Records from a dataset:
┄┄┄┄┄┄
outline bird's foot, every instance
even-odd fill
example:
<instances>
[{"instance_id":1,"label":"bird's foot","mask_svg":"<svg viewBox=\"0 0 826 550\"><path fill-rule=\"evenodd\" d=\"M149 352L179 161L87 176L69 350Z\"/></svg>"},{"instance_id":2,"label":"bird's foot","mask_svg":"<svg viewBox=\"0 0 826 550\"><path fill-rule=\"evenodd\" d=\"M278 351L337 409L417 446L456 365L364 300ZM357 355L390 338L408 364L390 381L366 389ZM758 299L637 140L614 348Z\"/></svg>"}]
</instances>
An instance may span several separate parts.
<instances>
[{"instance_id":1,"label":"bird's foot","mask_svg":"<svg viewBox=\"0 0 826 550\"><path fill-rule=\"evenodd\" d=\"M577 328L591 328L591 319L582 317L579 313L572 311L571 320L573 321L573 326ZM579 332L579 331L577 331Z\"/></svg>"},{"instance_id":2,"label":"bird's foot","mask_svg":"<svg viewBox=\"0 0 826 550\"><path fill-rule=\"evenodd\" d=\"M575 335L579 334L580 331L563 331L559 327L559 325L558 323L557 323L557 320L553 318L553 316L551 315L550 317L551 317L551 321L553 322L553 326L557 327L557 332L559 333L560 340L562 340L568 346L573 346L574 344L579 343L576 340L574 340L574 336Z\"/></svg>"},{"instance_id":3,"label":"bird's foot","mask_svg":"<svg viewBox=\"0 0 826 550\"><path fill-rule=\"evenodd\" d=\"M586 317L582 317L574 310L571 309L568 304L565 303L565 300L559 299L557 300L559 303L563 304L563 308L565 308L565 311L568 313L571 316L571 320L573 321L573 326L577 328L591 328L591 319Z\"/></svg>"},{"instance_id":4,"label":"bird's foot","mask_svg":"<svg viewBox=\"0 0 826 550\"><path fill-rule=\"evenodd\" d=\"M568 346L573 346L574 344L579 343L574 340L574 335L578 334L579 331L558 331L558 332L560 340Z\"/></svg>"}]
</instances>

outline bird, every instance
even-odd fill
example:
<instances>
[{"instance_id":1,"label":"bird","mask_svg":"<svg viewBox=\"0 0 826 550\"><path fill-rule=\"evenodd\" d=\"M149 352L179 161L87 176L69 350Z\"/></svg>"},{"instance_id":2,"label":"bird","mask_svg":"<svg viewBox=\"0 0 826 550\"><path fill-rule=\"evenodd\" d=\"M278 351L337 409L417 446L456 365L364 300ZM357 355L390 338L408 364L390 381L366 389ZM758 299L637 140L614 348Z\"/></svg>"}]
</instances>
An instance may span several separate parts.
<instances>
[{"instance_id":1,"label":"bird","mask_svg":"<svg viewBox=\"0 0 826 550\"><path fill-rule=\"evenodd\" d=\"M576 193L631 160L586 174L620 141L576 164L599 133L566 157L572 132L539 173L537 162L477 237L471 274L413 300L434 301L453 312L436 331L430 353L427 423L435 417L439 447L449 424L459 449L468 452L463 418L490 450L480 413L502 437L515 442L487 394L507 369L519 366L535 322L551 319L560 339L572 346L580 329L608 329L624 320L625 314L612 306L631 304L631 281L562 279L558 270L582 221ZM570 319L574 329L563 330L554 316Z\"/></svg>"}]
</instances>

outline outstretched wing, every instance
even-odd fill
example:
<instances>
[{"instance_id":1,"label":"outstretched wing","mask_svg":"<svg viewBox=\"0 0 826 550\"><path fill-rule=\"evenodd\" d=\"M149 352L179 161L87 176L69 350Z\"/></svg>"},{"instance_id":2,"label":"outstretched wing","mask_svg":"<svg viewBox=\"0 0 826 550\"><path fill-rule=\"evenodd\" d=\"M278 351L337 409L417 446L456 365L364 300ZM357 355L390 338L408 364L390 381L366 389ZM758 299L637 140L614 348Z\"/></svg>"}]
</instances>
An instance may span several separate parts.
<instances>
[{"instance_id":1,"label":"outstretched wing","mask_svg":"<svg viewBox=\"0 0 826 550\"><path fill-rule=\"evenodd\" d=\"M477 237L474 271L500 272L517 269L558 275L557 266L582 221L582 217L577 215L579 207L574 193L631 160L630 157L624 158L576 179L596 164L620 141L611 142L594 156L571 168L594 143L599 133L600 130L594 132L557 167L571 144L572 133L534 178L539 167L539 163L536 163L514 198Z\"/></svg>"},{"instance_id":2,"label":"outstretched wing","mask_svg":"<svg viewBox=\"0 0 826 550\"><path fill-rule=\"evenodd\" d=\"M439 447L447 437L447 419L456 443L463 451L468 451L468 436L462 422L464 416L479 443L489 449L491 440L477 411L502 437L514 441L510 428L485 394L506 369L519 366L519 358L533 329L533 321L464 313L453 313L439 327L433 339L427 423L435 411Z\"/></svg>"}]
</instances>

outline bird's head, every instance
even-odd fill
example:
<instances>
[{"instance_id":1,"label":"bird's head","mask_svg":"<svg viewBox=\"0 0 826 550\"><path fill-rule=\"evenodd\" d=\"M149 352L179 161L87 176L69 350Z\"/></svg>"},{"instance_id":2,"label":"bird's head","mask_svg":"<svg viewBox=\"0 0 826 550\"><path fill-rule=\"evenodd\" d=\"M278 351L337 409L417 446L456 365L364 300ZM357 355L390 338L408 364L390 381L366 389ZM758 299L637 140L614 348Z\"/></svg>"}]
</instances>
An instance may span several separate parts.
┄┄┄┄┄┄
Requirement:
Report every line of the rows above that contains the string "outstretched".

Solution to the exercise:
outline outstretched wing, every instance
[{"instance_id":1,"label":"outstretched wing","mask_svg":"<svg viewBox=\"0 0 826 550\"><path fill-rule=\"evenodd\" d=\"M149 352L179 161L87 176L69 350Z\"/></svg>"},{"instance_id":2,"label":"outstretched wing","mask_svg":"<svg viewBox=\"0 0 826 550\"><path fill-rule=\"evenodd\" d=\"M278 351L337 409L417 446L456 365L364 300ZM357 355L390 338L408 364L390 381L366 389ZM758 299L637 140L614 348Z\"/></svg>"}]
[{"instance_id":1,"label":"outstretched wing","mask_svg":"<svg viewBox=\"0 0 826 550\"><path fill-rule=\"evenodd\" d=\"M477 237L474 271L500 272L517 269L558 275L557 266L582 221L582 217L577 215L579 207L574 193L631 160L630 157L624 158L576 179L596 164L620 141L611 142L594 156L571 168L594 143L599 133L600 130L594 132L557 167L571 144L572 133L534 178L539 167L539 163L536 163L514 198Z\"/></svg>"},{"instance_id":2,"label":"outstretched wing","mask_svg":"<svg viewBox=\"0 0 826 550\"><path fill-rule=\"evenodd\" d=\"M439 447L447 437L447 419L456 443L463 451L468 451L468 436L462 422L464 416L479 443L489 449L491 440L477 411L502 437L514 441L510 428L485 394L506 369L519 366L519 358L533 329L533 321L464 313L453 313L439 327L433 339L427 423L435 411Z\"/></svg>"}]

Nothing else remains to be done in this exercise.